Records

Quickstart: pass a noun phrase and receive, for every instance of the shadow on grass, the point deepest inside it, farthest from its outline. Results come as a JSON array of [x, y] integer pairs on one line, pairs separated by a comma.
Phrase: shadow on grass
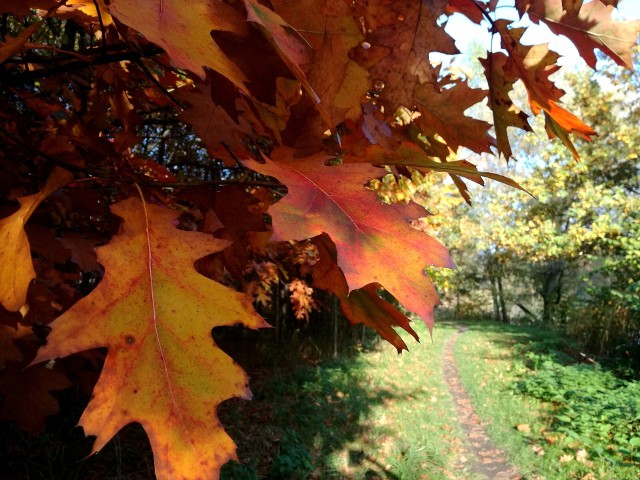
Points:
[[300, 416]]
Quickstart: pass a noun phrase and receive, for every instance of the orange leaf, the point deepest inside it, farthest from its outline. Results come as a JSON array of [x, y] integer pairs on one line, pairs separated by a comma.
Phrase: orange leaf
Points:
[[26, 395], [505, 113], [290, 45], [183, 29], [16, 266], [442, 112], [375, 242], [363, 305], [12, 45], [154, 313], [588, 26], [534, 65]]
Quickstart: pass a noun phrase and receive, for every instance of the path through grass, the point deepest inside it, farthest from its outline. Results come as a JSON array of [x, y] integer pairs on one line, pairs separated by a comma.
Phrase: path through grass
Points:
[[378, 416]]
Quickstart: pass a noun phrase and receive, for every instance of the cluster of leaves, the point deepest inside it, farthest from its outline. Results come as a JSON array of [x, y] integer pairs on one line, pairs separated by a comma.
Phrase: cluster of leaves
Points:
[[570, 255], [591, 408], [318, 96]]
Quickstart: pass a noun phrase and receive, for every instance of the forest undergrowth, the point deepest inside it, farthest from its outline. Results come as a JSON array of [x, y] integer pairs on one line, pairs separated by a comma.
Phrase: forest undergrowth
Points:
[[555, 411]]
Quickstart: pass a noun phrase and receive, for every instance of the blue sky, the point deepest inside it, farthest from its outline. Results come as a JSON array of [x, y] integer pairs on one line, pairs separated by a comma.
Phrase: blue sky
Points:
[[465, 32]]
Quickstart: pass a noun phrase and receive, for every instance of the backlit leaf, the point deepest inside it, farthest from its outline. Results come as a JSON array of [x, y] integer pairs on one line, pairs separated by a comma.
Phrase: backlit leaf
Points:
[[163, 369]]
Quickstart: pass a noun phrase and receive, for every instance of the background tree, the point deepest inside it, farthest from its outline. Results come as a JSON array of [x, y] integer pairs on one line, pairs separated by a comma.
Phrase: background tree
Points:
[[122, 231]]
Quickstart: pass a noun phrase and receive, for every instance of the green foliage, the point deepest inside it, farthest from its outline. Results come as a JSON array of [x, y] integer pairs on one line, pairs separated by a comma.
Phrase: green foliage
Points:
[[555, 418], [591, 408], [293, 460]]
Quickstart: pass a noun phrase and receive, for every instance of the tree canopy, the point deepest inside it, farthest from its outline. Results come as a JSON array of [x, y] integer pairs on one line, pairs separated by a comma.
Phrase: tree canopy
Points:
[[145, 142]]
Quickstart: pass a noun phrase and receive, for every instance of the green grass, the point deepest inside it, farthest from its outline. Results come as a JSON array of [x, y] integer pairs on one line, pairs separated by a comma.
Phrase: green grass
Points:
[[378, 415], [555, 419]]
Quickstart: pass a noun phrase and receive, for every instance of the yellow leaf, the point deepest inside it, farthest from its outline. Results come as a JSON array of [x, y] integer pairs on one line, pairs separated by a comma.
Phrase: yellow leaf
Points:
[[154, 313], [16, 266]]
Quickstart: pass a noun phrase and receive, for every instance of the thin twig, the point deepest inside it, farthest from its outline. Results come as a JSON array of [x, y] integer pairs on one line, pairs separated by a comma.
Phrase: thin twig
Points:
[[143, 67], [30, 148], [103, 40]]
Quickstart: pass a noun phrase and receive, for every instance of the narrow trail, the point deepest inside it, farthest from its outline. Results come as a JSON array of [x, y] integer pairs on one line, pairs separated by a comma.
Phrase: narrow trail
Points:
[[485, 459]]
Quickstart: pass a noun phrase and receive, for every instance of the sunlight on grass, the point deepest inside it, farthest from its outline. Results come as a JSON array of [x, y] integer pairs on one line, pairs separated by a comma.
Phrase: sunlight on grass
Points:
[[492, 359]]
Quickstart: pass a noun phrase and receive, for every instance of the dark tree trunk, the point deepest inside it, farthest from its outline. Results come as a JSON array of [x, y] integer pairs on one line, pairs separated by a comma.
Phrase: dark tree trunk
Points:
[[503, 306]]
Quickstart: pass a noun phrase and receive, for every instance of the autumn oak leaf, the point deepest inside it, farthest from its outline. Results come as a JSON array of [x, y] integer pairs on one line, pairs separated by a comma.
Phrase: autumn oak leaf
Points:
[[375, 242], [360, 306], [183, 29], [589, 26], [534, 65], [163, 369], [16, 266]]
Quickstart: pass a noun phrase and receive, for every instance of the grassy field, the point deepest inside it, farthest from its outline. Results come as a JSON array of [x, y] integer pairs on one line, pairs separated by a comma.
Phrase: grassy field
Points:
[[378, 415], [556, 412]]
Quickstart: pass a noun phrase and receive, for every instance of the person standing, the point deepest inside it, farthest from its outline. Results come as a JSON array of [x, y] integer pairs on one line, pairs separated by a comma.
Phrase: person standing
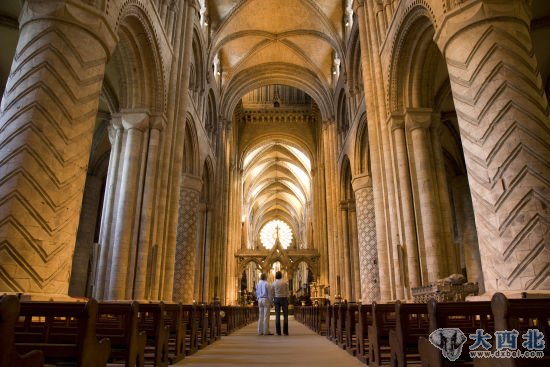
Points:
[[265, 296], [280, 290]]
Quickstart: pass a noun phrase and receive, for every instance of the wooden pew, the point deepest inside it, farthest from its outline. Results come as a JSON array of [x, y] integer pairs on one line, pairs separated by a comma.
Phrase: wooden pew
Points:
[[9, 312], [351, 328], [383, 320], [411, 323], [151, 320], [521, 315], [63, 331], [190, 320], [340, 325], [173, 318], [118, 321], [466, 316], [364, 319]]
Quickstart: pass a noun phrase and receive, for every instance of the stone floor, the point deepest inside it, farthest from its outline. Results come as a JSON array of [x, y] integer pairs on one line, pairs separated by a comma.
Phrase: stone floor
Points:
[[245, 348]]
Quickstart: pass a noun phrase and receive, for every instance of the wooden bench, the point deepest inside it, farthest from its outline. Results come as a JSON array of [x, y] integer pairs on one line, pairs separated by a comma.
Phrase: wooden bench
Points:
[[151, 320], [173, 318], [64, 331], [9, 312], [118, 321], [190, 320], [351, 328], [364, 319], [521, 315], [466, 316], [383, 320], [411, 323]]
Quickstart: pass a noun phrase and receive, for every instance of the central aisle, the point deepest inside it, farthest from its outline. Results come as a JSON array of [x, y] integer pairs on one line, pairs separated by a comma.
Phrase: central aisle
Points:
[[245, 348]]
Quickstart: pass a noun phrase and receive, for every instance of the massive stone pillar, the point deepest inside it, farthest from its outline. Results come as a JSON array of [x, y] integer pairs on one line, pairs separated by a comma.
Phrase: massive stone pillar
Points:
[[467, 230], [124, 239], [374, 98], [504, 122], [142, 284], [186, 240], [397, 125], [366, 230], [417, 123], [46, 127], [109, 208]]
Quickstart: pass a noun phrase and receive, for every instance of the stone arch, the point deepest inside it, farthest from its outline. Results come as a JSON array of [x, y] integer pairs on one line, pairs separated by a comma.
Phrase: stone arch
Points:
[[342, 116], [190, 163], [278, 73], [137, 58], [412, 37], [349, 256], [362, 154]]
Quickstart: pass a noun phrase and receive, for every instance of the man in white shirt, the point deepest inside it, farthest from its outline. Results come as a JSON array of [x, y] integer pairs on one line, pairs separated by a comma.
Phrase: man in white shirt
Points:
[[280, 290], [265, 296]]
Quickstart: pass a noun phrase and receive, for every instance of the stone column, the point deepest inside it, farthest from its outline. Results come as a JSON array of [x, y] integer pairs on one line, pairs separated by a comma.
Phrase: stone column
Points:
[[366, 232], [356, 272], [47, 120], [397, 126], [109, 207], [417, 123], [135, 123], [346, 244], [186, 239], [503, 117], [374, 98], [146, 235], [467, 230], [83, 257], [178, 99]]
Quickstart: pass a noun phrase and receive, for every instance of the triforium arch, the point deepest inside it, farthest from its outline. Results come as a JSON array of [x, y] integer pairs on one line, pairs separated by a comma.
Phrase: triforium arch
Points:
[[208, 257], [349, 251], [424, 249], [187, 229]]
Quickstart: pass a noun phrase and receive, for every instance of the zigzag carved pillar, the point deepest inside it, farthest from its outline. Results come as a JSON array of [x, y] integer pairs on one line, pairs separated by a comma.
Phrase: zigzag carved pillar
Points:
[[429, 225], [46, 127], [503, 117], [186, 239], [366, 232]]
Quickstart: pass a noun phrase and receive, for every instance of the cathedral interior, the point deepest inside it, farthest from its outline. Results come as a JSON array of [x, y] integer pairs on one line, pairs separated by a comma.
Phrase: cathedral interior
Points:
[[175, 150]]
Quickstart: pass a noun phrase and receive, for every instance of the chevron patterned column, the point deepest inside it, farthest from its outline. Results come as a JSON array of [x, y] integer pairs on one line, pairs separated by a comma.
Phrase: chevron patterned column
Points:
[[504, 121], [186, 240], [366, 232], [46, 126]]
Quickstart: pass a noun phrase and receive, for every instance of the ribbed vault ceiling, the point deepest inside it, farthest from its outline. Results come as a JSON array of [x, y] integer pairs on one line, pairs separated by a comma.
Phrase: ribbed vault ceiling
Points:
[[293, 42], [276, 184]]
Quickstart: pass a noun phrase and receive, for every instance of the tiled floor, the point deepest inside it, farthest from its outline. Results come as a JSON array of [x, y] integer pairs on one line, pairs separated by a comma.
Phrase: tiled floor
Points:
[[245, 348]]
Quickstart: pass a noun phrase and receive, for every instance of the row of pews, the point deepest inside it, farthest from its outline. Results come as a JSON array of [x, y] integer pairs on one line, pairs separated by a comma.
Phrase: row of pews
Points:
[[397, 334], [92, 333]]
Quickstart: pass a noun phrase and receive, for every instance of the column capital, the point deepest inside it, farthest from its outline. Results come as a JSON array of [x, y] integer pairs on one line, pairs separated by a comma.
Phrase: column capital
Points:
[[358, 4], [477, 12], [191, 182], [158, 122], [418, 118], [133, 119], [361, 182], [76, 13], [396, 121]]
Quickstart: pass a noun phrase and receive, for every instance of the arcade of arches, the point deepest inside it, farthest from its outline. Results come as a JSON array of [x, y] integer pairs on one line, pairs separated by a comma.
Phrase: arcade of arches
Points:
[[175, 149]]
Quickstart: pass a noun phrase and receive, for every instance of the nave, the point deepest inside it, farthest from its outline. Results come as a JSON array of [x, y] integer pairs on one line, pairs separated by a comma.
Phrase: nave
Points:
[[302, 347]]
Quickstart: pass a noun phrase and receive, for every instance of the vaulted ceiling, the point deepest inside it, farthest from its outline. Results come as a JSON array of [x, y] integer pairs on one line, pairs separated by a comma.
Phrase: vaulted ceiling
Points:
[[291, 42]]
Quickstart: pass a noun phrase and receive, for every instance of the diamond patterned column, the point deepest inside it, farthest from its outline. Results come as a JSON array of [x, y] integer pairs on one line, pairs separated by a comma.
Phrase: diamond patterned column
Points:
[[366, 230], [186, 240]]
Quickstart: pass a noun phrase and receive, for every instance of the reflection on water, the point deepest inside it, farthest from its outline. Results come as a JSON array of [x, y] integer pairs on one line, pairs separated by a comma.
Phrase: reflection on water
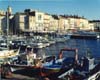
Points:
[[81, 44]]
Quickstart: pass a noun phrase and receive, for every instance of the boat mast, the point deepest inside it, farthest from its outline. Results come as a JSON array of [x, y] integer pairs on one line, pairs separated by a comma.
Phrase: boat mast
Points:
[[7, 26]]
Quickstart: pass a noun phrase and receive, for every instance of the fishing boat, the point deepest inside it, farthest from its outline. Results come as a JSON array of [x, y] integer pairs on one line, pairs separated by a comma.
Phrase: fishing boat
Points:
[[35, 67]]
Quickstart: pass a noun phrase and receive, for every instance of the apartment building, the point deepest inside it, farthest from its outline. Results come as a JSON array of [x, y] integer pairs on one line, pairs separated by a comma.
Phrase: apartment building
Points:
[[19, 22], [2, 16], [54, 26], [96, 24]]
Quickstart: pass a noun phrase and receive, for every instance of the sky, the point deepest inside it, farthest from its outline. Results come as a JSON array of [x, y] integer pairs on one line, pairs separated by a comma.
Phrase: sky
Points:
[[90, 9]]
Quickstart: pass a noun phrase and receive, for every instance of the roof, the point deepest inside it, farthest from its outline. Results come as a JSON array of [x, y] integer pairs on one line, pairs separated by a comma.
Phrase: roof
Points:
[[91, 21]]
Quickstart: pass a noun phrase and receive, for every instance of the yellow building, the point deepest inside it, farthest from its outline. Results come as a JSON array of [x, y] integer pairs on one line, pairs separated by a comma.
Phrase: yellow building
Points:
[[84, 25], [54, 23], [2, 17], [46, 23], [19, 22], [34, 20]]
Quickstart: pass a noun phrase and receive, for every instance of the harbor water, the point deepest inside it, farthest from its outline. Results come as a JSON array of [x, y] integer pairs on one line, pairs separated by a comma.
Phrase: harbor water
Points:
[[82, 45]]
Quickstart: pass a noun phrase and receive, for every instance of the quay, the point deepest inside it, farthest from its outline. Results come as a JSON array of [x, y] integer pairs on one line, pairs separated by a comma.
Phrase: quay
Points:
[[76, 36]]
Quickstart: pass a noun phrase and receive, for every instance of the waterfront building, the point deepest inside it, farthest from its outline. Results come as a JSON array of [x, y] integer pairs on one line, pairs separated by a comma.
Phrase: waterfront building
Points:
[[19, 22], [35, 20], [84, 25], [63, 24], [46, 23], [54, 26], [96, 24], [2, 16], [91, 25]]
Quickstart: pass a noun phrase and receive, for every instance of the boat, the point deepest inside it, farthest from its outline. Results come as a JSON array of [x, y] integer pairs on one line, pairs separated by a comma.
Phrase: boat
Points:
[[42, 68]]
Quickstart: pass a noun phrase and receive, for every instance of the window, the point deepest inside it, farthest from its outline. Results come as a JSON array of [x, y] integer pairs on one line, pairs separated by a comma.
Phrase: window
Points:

Task. Express the material from the line containing "stone floor, the" up to and including the line containing "127], [109, 208]]" as a JSON list of strings, one string per line. Leave out any blank lines.

Answer to this exercise.
[
  "Quickstart: pass a noun phrase and receive, for every instance of the stone floor, the point deepest inside it, farthest from its outline. Results come as a JSON array of [x, y] integer pairs on one line, pairs separated by a comma.",
  "Phrase: stone floor",
  "Points:",
  "[[245, 348]]",
  "Quickstart: pass a noun phrase and receive, for every instance of the wooden bench, the point deepest inside it, farthest from its outline. Results come as a JSON array of [x, y] integer pairs on one line, pairs separated by a comma.",
  "Phrase: wooden bench",
  "Points:",
  "[[151, 320], [173, 318], [64, 331], [9, 312], [118, 321], [190, 320], [351, 328], [364, 319], [521, 315], [466, 316], [383, 320], [411, 323]]",
  "Quickstart: pass a noun phrase and receive, for every instance of the central aisle, the point deepest inside it, farthest from its outline. Results come as a JSON array of [x, y] integer pairs on one line, pairs separated by a comma.",
  "Phrase: central aisle",
  "Points:",
  "[[245, 348]]",
  "Quickstart: pass a noun phrase and receive, for every instance of the massive stone pillar, the point deepest inside it, farthest from its outline. Results come as a JSON array of [x, y] integer pairs on one line, pairs separated by a comma.",
  "Phrase: massive stone pillar",
  "Points:",
  "[[467, 230], [124, 239], [374, 98], [504, 122], [142, 284], [186, 240], [397, 125], [366, 230], [417, 123], [46, 127], [109, 208]]"
]